Provided passage.

DaehwanKimLab / centrifuge

Classifier for metagenomic sequences
GNU General Public License v3.0
246 stars 73 forks source link

Classification --host-taxids --exclude-taxids options #57

Open fconstancias opened 7 years ago

fconstancias commented 7 years ago

Hello, I am using centrifuge to classify metagenomic reads from different environments using nt databse. For some experiments (e.g., host microbiome, ...), it is very useful to exclude host genome from classification. It will be really useful to exclude all taxa belonging to a higher taxonomic rank. For example in a human microbiome project I identify human reads of course but also mice and primate. I have try to exclude all mamalia using the taxid --exclude-taxids 40674 but it did not remove the taxa belonging to that node. I guess it only remove taxa with that id i.e., at the species level.

Is there any way to do that? Maybe that will be something to add.

Thanks a lot.

Flo

mourisl commented 6 years ago

The exclude-taxids option also excludes the rank below the specified taxonomy id. The same is for host-taxids options. For example, if you run exclude-taxids 2 (bacteria), you will get much more unclassified reads.

Sorry for the very late reply. It is possible the taxid 40674 is not in the taxonomy tree of the index. You can use "centrifuge-inspect --name-table index" to check whether mamalia 40674 exists.

Assignment 1. List each command-line option in the centrifuge issue thread that is written with two leading hyphens, giving each one once.
Assignment 2. Reproduce the centrifuge issue thread word for word between "Thanks a lot." and "mamalia 40674 exists.", inclusive.

Exercise data.

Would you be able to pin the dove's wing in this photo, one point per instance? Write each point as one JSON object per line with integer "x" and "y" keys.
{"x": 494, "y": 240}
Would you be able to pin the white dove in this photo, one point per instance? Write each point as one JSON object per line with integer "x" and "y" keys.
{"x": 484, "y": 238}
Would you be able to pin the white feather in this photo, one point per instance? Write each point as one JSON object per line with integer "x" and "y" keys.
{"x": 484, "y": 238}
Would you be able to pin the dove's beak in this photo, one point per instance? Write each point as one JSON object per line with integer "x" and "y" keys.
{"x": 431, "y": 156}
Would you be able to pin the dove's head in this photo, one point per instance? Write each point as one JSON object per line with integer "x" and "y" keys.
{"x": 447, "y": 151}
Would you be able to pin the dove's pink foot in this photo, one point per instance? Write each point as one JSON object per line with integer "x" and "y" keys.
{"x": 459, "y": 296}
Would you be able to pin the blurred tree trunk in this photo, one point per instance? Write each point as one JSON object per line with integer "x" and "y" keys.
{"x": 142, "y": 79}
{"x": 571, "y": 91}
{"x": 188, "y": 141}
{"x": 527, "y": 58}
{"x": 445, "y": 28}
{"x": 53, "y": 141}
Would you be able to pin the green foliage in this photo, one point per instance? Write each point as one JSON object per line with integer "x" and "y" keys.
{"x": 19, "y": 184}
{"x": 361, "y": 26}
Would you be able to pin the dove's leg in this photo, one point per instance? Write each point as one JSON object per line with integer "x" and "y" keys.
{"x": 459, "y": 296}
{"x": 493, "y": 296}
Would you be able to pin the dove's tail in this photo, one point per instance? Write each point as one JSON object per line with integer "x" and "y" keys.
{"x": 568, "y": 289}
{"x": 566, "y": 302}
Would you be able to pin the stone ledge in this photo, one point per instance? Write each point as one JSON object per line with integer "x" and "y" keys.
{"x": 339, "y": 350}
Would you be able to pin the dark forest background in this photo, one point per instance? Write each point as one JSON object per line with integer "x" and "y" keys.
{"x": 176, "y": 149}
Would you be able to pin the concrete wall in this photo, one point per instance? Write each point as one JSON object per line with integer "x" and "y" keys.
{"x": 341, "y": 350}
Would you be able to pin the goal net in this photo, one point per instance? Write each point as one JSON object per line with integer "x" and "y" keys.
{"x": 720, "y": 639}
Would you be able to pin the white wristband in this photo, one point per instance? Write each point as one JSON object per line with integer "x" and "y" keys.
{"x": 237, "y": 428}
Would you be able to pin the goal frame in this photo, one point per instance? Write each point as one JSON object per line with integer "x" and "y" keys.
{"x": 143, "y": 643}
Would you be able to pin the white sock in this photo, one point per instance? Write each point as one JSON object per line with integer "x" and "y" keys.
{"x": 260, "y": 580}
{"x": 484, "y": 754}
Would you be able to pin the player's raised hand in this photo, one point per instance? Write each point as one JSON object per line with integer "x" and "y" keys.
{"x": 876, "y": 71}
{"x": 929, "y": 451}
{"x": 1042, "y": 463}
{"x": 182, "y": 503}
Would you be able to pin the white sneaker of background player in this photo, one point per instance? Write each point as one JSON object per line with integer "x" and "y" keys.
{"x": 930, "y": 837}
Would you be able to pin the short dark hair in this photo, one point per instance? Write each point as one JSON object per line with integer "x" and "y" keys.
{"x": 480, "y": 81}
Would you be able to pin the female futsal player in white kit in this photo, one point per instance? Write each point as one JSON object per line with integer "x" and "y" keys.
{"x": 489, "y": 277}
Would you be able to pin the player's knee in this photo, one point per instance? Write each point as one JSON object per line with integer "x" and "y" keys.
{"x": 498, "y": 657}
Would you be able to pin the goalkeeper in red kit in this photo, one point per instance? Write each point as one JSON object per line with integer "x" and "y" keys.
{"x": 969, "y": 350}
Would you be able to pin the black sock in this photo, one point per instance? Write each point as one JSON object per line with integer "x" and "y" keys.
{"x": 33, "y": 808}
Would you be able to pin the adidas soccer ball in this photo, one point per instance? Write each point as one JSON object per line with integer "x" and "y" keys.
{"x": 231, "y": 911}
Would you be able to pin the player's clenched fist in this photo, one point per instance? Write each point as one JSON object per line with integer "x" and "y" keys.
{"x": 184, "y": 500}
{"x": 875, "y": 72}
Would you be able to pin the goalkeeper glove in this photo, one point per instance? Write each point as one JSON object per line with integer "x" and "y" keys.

Exercise output 1.
--host-taxids
--exclude-taxids
--name-table

Exercise output 2.
Thanks a lot.

Flo

mourisl commented 6 years ago

The exclude-taxids option also excludes the rank below the specified taxonomy id. The same is for host-taxids options. For example, if you run exclude-taxids 2 (bacteria), you will get much more unclassified reads.

Sorry for the very late reply. It is possible the taxid 40674 is not in the taxonomy tree of the index. You can use "centrifuge-inspect --name-table index" to check whether mamalia 40674 exists.